(Entries for labeling bounding boxes)
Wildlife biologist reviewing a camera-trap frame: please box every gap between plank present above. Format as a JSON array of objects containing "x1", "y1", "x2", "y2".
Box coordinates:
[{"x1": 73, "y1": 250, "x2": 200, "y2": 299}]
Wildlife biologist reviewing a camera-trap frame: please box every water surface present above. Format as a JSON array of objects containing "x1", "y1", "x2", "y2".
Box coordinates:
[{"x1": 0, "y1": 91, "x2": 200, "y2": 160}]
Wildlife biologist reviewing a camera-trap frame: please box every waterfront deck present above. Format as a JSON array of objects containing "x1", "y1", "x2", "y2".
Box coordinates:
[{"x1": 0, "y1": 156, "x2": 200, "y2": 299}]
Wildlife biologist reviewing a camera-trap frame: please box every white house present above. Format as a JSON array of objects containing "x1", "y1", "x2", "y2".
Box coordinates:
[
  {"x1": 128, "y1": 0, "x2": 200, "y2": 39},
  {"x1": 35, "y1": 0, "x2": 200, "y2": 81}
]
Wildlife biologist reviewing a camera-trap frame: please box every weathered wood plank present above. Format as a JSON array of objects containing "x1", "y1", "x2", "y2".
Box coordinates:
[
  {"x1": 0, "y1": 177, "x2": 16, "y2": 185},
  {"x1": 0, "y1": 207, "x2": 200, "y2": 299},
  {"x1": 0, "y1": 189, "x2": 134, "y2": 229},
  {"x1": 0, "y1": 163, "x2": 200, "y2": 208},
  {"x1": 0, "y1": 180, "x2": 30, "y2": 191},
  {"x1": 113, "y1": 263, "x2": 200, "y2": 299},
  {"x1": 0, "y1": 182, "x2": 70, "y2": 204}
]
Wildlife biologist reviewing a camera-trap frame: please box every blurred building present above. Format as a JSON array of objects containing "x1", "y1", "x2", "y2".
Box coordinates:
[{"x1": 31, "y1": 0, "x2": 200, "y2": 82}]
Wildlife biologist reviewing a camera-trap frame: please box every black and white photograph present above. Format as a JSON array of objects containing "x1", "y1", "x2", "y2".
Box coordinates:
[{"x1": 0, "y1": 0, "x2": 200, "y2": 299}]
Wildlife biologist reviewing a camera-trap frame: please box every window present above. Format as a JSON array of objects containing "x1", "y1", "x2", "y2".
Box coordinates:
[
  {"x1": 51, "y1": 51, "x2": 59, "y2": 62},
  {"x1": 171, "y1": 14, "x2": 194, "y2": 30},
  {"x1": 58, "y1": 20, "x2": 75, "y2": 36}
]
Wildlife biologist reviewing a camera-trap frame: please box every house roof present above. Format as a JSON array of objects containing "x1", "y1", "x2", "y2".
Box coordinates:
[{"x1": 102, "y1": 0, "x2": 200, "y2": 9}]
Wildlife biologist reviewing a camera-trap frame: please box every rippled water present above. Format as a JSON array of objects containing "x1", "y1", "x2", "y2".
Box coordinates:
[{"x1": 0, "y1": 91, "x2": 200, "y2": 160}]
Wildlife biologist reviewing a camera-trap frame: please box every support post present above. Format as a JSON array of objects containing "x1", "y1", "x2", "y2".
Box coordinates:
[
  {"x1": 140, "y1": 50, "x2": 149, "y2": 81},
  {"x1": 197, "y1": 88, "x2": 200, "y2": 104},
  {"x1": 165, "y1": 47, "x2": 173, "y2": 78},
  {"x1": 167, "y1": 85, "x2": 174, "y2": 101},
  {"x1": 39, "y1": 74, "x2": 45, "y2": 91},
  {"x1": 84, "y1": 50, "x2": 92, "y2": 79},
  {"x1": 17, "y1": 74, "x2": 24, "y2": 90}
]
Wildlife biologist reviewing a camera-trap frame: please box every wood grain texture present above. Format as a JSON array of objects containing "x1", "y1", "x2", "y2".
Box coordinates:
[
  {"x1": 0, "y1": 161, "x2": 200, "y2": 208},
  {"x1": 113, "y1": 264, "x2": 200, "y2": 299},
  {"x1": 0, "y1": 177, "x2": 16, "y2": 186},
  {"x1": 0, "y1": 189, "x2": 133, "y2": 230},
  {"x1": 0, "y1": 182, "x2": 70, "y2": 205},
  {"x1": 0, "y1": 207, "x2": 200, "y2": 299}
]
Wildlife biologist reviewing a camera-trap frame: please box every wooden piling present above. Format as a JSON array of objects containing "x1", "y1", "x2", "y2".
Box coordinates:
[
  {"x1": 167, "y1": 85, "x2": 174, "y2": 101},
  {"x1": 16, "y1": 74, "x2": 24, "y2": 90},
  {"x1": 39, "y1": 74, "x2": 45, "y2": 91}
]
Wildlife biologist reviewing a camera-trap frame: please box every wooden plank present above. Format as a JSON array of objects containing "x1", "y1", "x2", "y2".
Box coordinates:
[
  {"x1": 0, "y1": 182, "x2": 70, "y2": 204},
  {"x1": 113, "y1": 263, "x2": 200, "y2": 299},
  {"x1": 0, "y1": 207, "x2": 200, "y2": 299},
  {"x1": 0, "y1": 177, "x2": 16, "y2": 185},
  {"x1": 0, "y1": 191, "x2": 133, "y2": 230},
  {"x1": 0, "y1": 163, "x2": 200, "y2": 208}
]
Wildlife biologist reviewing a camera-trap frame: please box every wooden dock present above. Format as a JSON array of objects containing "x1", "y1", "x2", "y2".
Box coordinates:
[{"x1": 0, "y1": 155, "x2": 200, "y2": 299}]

PROBLEM TO WORK ON:
Locate every line in the items above that contains the word "house", and copy each of those lines.

EXERCISE OUTPUT:
Wildlife biologist reviewing a camera-trap frame: please box every white house present above. Format as a JSON array of objects containing "x1", "y1", "x2", "y2".
Wildlife biologist reviewing a camera-trap frame: please box every house roof present above. Format as a JSON array of objects containing "x1", "y1", "x2", "y2".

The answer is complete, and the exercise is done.